• Task description
The material below holds a span beginning at the line with "Query: small framed picture" and ending at the line with "Query: desk lamp". Quote that span exactly, both ends included, and only that span.

• Given records
+ + +

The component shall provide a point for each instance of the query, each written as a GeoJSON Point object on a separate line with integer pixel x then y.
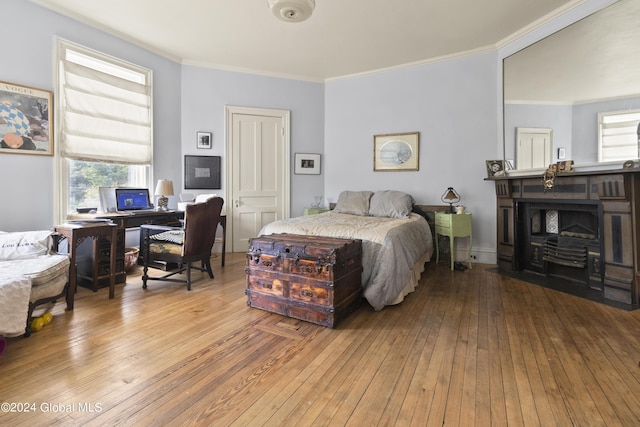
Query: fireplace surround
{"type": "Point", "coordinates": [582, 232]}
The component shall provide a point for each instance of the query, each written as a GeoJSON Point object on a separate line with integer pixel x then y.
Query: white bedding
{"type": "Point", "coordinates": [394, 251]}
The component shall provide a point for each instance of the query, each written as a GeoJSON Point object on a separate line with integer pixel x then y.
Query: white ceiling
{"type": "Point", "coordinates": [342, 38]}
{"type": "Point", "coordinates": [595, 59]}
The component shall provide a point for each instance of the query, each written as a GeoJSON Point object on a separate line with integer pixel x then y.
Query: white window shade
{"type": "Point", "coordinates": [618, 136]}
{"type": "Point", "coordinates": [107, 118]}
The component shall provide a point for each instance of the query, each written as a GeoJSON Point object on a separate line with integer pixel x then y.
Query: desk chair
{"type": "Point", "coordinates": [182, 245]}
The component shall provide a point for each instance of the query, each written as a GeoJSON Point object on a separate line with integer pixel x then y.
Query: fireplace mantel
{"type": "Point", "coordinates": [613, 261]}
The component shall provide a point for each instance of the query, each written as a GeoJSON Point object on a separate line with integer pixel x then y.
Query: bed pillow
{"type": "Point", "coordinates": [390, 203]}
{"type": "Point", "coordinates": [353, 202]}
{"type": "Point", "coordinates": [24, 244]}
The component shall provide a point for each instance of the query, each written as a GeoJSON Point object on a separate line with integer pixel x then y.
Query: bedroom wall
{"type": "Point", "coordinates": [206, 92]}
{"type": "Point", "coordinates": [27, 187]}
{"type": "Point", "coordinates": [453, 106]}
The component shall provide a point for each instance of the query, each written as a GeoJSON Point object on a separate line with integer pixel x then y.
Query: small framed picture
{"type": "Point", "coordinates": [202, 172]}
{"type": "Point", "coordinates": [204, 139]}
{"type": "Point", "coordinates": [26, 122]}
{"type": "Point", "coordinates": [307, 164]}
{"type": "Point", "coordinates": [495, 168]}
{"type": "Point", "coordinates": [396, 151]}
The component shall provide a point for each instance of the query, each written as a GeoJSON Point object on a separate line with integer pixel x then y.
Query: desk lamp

+ + +

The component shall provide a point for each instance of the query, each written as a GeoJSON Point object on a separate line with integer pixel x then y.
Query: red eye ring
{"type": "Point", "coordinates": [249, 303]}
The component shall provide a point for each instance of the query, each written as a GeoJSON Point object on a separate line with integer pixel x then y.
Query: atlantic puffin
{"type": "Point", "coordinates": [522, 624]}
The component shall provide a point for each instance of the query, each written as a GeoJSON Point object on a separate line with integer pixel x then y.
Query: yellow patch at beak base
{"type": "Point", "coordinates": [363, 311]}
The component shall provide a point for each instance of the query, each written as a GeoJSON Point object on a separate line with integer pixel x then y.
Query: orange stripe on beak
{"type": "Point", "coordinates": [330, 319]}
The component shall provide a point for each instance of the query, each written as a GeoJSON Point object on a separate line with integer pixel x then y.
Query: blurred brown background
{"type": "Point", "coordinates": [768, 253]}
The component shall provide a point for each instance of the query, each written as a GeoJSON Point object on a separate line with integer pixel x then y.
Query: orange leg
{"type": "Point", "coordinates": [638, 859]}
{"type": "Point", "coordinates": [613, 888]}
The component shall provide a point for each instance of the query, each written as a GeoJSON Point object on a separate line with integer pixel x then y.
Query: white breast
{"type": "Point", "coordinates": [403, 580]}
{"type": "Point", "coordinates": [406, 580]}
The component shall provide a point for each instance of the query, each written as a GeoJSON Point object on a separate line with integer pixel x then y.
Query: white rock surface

+ + +

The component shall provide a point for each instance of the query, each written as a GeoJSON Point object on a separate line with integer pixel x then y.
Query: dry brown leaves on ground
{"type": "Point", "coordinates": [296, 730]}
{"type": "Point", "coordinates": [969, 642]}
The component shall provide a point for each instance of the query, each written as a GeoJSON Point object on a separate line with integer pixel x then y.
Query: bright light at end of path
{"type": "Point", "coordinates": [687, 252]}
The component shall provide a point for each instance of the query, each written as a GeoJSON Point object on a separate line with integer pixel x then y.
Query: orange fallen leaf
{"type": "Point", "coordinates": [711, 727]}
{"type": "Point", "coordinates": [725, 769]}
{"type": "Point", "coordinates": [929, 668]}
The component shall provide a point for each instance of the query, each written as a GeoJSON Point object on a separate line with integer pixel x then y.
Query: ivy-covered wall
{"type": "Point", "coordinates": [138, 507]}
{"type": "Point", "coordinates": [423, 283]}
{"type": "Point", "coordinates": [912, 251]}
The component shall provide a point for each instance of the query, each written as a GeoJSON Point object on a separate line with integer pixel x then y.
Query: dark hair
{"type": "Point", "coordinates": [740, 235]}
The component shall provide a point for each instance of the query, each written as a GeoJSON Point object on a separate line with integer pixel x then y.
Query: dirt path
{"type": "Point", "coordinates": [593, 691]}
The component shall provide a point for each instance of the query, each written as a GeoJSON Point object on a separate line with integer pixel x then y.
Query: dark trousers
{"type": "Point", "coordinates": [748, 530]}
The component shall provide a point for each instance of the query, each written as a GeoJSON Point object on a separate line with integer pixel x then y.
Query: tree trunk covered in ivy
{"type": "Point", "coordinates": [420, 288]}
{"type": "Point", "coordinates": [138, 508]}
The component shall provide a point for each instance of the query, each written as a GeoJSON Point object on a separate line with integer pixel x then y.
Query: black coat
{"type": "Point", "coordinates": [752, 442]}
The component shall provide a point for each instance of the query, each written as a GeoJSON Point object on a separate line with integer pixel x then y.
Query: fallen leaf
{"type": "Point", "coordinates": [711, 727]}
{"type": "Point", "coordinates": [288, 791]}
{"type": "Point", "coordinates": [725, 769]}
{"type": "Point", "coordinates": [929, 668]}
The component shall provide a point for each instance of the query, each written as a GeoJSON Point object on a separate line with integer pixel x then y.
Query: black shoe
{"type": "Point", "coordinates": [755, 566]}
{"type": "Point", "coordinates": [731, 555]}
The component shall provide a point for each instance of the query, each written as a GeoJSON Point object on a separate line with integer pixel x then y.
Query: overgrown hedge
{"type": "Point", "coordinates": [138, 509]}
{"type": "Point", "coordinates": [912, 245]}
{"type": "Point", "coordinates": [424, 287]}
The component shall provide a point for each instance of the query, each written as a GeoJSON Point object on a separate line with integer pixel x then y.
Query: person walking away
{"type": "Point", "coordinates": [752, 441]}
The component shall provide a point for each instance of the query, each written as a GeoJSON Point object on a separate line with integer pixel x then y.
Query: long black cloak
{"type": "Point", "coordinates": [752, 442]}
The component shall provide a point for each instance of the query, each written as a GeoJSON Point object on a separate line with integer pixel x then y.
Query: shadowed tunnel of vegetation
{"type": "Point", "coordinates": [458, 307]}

+ + +

• Response area
Query: small framed picture
{"type": "Point", "coordinates": [202, 172]}
{"type": "Point", "coordinates": [204, 139]}
{"type": "Point", "coordinates": [26, 122]}
{"type": "Point", "coordinates": [307, 164]}
{"type": "Point", "coordinates": [495, 168]}
{"type": "Point", "coordinates": [396, 151]}
The component shall provide a point for each instance of the query, each written as a GeoJSON Point object on a separate line with integer pixel x then y.
Query: desk lamp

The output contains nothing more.